━━━ Selected passage

Well it look like it used to sit on the wood and now it's on a mtr bracket. The outlet is lead so they have brought the main in and hooked the mtr back up to the lead ( saves time and money ) ps those governors have had a few issues so watch out for them
They will be coming back on Monday, to make this good, lead will be removed ( all 1 metre of it) the meter bracket isn't fixed to wall, definitely not impressed if this was a proffessional job.
the property is empty, I only went in to isolate services whilst it's refurbed.
this is a meter fitted by a electrical meter fitter that has been retrained to also change gas meters i would think.
all the big suppliers are doing this now, my mate works for one changing gas meters. He is an experienced gas engineer but he says there are lots of electrical meter fitter that have done 3 months training and are left to change gas meters. Its because the smart meters need both trades and they only want to send one person.
My mate has been trained to change electrical meters, so its working both ways. He tells me all the time about gas leaks and big mistakes some of these electrical meter fitters make on gas meter installs. Most cant solder properly. Personally i would want somebody changing my gas or electrical meter to have some level of experience not 3 months.

━━━━━━
━━━ Data segment

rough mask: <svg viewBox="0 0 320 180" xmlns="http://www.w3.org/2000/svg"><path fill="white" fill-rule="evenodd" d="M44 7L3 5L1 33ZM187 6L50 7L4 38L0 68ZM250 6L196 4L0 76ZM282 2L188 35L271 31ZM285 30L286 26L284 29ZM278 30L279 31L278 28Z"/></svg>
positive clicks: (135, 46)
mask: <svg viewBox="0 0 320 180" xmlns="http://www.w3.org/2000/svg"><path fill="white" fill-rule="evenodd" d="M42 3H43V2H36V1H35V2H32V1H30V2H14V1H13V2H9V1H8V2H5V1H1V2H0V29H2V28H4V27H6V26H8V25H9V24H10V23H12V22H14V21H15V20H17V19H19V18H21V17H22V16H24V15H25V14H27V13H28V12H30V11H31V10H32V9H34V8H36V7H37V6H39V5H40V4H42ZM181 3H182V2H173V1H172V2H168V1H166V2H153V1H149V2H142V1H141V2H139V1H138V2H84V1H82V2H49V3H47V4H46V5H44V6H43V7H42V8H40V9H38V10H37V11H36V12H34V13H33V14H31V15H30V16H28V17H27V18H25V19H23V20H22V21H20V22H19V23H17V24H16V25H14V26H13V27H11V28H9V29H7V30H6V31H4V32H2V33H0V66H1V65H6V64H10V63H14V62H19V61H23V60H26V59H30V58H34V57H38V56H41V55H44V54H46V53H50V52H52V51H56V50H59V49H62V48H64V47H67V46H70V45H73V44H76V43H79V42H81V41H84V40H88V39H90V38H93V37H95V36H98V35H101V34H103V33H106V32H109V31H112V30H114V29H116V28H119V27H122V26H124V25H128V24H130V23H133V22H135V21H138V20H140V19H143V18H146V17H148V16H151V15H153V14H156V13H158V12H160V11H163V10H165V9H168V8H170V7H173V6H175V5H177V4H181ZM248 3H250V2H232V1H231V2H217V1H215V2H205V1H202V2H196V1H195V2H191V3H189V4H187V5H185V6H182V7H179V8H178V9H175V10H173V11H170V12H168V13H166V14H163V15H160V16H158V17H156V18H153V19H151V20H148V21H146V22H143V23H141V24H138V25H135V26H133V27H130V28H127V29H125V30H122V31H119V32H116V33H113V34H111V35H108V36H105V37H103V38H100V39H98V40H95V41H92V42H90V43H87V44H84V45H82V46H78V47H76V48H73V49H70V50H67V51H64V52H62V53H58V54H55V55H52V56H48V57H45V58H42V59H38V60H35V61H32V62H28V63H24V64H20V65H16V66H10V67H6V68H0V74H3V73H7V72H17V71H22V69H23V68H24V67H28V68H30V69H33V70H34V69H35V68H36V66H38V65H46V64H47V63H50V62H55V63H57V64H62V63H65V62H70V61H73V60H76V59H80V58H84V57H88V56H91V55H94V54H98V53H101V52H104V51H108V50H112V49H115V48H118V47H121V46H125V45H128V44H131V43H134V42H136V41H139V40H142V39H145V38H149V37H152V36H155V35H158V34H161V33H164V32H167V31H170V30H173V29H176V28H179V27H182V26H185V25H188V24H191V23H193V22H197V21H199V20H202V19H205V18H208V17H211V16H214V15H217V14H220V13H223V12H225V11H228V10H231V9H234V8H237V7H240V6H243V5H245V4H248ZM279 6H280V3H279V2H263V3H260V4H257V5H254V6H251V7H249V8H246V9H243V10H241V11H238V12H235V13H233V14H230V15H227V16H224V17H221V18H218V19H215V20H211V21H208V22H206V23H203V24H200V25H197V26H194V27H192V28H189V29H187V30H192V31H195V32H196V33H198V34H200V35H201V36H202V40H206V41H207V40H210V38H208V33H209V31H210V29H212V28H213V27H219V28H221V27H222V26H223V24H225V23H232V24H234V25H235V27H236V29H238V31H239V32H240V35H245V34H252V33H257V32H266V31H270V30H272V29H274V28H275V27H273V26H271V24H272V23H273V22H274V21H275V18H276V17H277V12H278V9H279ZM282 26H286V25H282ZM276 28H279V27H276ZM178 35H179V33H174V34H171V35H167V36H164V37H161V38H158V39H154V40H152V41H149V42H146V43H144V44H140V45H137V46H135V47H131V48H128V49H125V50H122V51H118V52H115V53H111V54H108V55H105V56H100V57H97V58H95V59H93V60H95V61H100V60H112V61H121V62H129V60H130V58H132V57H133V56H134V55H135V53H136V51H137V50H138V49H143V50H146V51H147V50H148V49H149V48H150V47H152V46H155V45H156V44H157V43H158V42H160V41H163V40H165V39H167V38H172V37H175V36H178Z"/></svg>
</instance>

━━━━━━

▶ Questions on the material
1. Reproduce word for word the part of the gas meter discussion starting with "this is a meter" and going on through "send one person.".
2. Continue the gas meter discussion from the point where it ends.
The listing comes from a source separate from the discussion of gas meter installation.

▶ Task-by-task outputs
1.
this is a meter fitted by a electrical meter fitter that has been retrained to also change gas meters i would think.
all the big suppliers are doing this now, my mate works for one changing gas meters. He is an experienced gas engineer but he says there are lots of electrical meter fitter that have done 3 months training and are left to change gas meters. Its because the smart meters need both trades and they only want to send one person.

2.
Is that bracket screwed to the wall? The copper inlet is permissable in certain circs though it would surely have been better to move the meter closer to the ecv to allow use of a flexed inlet? The earth bonding is on the inlet but thats another story.
Incidentally, the relationship between meterwork and ESPs eg Nat Grid is that NG do not have direct responsibility for meterwork. They are an ESP first.
So if an NG bod visits a property, he is under no obligation to refix the meter or bring it up to standard. If it is AR or DGI he can take the appropriate action and tell the customer to contact their supplier to arrange to have meter refixed to standard. Gas company then contacts the owner of the meter and they arrange for it to be refixed.
Curiously the majority of meters in the UK are owned by national grid metering,not to be confused with NG ESP.
So customer contacts gas supplier>gas supplier contacts meter owner (NG metering??)>NG metering decide who they want to do the work and contracts/pas them to do it. That may well be NG ESP.
If NG ESP circumvents that process then he is acting incorrectly.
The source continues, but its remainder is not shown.